Text shown:
------------------------------

Even before Rackable Systems bought the carcass of supercomputer maker Silicon Graphics in April and took its name a month later, the future of the Itanium-based Altix shared memory supercomputers was in question. Since the takeover, the new SGI has been trying to stir up some interest in the existing machines while not exactly …
open to interpretation
"The real pity (perhaps) is that Java, because of its interpreted nature and therefore its high overhead compared to compiled languages..."
did we miss the last ten years of JIT compilation technology work? once you've been through a piece of code a couple of times and the JIT has been at it, it's not interpreted at all... java's reluctance to give you access to the low-level fiddly bits you need to implement efficient HPC code is the real problem.
is C++ comparable to FORTRAN these days? people were up to all sorts of template-unpleasantness to do efficient vector calculations last time i looked...

------------------------------

Stored data:
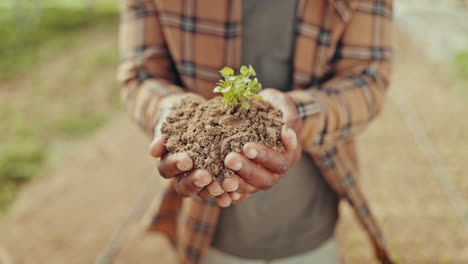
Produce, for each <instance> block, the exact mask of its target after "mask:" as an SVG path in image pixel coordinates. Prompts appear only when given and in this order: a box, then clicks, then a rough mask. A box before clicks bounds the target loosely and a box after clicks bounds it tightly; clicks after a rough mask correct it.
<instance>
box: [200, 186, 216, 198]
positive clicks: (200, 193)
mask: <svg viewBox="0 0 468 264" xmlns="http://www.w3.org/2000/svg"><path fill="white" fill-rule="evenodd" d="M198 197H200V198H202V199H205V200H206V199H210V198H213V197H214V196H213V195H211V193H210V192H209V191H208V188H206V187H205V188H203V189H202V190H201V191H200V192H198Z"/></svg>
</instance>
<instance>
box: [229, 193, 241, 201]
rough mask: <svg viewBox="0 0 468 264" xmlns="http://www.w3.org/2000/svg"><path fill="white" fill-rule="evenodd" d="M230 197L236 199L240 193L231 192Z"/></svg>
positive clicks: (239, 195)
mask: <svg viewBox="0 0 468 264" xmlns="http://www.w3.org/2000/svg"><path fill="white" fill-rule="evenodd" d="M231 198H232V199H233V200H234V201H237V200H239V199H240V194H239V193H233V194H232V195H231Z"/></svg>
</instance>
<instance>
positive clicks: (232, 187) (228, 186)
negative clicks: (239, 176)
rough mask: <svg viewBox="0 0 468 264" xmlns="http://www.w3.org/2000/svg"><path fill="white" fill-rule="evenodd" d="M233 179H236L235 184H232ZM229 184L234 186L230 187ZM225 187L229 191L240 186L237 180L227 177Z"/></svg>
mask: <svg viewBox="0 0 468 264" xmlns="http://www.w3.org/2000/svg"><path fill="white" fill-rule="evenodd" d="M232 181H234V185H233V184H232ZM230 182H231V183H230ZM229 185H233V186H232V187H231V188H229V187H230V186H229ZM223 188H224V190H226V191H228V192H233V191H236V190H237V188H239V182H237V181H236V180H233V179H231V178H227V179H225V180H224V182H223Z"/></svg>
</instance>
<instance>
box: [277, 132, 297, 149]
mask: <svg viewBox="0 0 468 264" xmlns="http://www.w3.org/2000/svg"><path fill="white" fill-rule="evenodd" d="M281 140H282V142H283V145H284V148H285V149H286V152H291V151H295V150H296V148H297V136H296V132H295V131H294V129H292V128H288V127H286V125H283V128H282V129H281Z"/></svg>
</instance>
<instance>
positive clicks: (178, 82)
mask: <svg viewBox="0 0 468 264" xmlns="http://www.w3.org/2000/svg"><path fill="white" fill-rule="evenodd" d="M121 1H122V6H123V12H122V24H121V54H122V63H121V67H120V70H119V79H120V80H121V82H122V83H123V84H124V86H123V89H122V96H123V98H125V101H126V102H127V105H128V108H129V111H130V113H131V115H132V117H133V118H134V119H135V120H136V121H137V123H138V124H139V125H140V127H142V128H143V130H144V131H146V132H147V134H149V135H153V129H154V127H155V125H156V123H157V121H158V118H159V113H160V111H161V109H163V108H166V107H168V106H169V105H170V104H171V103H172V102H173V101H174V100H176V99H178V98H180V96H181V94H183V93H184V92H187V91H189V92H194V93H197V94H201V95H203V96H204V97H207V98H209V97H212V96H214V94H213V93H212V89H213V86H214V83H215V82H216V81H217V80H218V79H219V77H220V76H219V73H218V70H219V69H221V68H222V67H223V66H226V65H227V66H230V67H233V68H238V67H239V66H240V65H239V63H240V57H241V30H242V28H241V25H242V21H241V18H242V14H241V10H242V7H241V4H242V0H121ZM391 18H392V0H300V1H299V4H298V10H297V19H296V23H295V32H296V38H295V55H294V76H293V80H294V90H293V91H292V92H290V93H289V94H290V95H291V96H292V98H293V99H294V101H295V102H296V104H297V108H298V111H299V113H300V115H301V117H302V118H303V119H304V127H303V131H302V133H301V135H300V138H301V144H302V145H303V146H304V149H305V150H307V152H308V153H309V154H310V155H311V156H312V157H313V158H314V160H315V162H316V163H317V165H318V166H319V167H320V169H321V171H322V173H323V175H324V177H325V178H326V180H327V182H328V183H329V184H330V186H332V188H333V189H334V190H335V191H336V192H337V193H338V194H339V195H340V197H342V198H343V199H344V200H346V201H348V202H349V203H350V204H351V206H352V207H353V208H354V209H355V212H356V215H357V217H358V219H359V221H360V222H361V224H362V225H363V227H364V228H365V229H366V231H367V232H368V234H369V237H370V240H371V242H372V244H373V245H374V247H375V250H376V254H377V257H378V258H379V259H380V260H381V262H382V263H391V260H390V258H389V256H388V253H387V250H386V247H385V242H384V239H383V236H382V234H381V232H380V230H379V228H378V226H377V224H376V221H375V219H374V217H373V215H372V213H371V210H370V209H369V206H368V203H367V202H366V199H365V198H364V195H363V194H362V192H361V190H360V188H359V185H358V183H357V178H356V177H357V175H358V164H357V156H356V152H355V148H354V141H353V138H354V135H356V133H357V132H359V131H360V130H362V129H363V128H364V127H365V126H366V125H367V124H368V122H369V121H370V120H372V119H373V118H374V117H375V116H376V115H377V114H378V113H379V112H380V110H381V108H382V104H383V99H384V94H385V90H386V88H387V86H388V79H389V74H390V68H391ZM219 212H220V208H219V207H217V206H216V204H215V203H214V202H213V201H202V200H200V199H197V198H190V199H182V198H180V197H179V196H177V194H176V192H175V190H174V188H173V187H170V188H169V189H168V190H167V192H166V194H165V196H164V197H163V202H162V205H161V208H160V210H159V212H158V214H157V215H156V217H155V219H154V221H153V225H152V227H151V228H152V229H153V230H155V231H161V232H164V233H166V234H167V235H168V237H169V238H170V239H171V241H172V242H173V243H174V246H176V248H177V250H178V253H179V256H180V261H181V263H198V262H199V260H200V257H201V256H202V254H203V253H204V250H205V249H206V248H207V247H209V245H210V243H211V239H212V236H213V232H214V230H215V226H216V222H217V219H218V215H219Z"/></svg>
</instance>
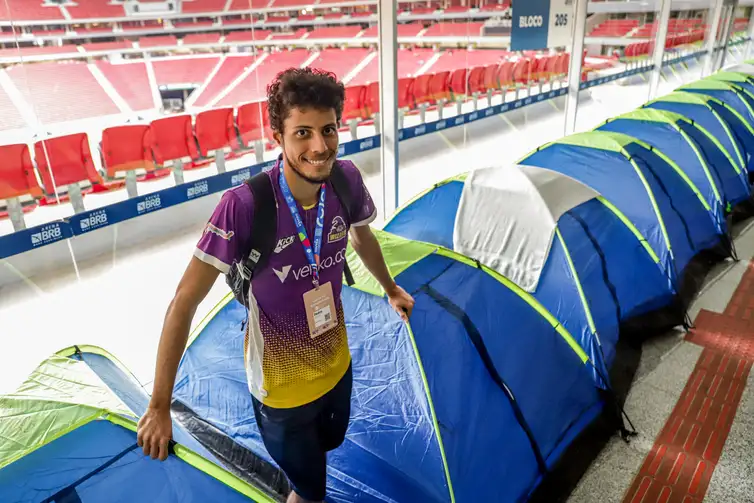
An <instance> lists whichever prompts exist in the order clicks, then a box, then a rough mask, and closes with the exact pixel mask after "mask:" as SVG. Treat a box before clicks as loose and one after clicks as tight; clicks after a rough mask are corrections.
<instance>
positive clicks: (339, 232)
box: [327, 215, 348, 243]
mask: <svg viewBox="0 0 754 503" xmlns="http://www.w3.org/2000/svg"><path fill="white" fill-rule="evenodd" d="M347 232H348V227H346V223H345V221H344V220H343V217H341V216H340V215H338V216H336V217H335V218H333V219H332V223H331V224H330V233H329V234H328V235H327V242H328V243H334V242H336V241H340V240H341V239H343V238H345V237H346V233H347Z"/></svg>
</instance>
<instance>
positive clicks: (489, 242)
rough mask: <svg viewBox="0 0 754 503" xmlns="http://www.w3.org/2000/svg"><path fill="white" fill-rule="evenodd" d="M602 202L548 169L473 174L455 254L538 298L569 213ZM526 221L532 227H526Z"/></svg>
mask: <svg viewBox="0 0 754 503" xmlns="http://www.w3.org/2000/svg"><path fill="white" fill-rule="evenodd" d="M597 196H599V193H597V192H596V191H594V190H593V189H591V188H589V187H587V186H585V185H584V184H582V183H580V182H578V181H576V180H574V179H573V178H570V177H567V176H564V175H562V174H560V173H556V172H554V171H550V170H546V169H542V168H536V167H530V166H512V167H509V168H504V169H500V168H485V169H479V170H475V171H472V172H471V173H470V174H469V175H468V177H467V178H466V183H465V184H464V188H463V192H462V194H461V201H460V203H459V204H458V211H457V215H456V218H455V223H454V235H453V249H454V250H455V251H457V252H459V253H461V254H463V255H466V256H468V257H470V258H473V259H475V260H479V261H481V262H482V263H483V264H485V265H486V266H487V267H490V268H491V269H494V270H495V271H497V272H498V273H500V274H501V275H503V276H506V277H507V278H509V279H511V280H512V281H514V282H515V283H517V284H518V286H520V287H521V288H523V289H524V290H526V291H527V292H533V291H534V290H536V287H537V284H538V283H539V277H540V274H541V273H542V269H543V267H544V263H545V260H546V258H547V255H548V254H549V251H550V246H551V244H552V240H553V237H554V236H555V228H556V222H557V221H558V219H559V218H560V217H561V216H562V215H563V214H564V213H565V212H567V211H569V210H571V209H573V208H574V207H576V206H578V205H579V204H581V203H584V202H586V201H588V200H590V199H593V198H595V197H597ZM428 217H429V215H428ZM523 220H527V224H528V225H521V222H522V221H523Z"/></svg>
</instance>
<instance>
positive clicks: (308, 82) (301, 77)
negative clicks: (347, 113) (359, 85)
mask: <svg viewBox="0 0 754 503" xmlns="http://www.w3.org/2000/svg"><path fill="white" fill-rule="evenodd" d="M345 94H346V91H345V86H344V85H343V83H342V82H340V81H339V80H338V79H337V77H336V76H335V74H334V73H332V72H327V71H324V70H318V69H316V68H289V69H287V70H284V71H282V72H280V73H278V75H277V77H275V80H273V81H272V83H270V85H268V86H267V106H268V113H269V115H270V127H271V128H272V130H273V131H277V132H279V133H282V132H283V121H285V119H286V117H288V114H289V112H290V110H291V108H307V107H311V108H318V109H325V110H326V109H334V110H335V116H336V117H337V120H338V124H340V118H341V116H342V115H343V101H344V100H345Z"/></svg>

------------------------------

Problems and tasks:
• A. Render the stored data from its start through the line containing "positive clicks: (200, 193)" as a Markdown table with the columns Row and Line, omitting blank lines and leaving out the pictures.
• B. Write the next part of the forum thread on SGI's Altix machines and languages for high-performance computing, picking up after its last post.
The thread and the stored data have no connection to each other.

Expected results:
• A.
| Row | Line |
|---|---|
| 1 | Produce, for each <instance> block, the exact mask of its target after "mask:" as an SVG path in image pixel coordinates. Prompts appear only when given and in this order: a box, then clicks, then a rough mask. A box before clicks bounds the target loosely and a box after clicks bounds it tightly; clicks after a rough mask correct it. |
| 2 | <instance> |
| 3 | box: [200, 186, 216, 198] |
| 4 | positive clicks: (200, 193) |

• B.
Lies, damn lies, statistics, and El Reg articles
It's a bit hard to follow the hardware setups and their respective performance. I presume that the article is making all of its SGI benchmark references to a 1024-core system with 512 cores devoted to the tests. This is then compared to 32 cores, 128 cores, and 64 cores.
Excuse me, but doesn't it make sense to do a little math for the reader and note how much performace *per core* a system is producing? Sure, 512 cores beats 32 cores. This isn't expected? But the Sun system gives 26,293 BOPS per core, while SGI gives just 18,750 BOPS per core.
Now who smokes whom?
I want to know the nr of CPUs in each machine. Not the nr of cores. Because if there are 64 CPUs then I know that machine uses lots of power, and I can rank the CPUs against each other. If a machine uses 128 cores, it could be using 16 cpus which tells me it uses less power. Or it could use 64 cpus which tells me that the machine uses lots of power.
Please talk about sockets, not the nr of cores. The nr of cores are not interesting, when we talk about performance. Which we do in this article.
So-what, if a core is faster than another core, does this mean that the entire CPU is faster than the other? Not necessarily. To draw that conclusion is misleading and it only confuses when you try to draw conclusions. It is like "this machine had 16 dram memory sticks" - and hide how much memory was used.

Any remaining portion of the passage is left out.